## YOUR GOAL
Show, from the entries below, every line in which "clicks" appears.
┄┄┄┄┄┄
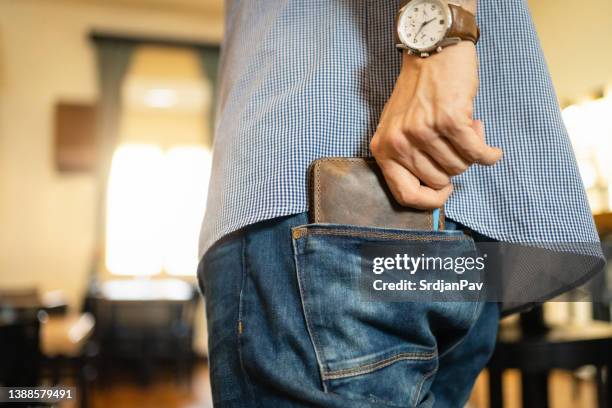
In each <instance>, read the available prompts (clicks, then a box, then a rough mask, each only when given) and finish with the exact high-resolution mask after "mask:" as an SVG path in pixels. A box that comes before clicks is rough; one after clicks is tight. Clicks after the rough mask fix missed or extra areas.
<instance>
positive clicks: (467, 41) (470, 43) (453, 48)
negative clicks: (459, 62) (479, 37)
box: [402, 41, 476, 70]
mask: <svg viewBox="0 0 612 408" xmlns="http://www.w3.org/2000/svg"><path fill="white" fill-rule="evenodd" d="M475 56H476V45H475V44H474V43H473V42H471V41H461V42H460V43H458V44H455V45H451V46H449V47H446V48H444V49H443V50H442V52H439V53H436V54H433V55H431V56H430V57H428V58H422V57H420V56H418V55H414V54H410V53H409V52H408V51H402V70H403V69H412V68H414V67H422V66H426V65H431V64H436V63H438V62H441V61H444V60H448V59H453V60H457V59H460V58H474V57H475Z"/></svg>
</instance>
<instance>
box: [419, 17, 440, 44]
mask: <svg viewBox="0 0 612 408" xmlns="http://www.w3.org/2000/svg"><path fill="white" fill-rule="evenodd" d="M435 19H436V18H435V17H434V18H432V19H431V20H428V21H426V22H424V23H422V24H421V27H419V30H418V31H417V32H416V34H415V35H414V38H415V39H416V38H417V37H418V36H419V34H421V31H423V28H425V26H426V25H427V24H429V23H431V22H432V21H434V20H435Z"/></svg>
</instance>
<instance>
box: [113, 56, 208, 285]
mask: <svg viewBox="0 0 612 408" xmlns="http://www.w3.org/2000/svg"><path fill="white" fill-rule="evenodd" d="M211 88H212V87H211V86H210V84H209V83H208V82H207V80H206V79H205V78H204V75H203V73H202V69H201V67H200V61H199V59H198V56H197V55H196V53H195V52H192V51H190V50H188V49H176V48H171V47H141V48H140V49H138V50H137V51H136V52H135V55H134V57H133V61H132V63H131V66H130V69H129V71H128V75H127V78H126V81H125V83H124V87H123V97H122V101H123V106H122V117H121V123H120V143H119V146H118V148H117V150H116V151H115V153H114V155H113V160H112V165H111V170H110V176H109V181H108V189H107V208H106V211H107V216H106V222H107V225H106V267H107V269H108V270H109V271H110V272H111V273H112V274H116V275H130V276H136V275H139V276H153V275H157V274H160V273H167V274H170V275H194V274H195V271H196V268H197V261H198V259H197V250H198V248H197V247H198V235H199V229H200V223H201V221H202V217H203V215H204V209H205V204H206V191H207V187H208V177H209V172H210V164H211V153H210V148H209V144H210V143H209V142H208V141H209V139H210V137H209V134H208V129H210V125H209V123H207V121H209V120H210V118H209V117H207V116H208V113H209V112H210V103H211V99H212V98H211V94H212V92H211Z"/></svg>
┄┄┄┄┄┄
## SOLUTION
In each <instance>, read the available prompts (clicks, then a box, then a rough mask, each only when given) and finish with the exact high-resolution mask after "mask:" as an SVG path in pixels. A box that comes before clicks is rough; one after clicks is tight. Clicks after the rough mask fix missed or extra areas.
positive clicks: (467, 41) (470, 43) (453, 48)
negative clicks: (459, 62) (479, 37)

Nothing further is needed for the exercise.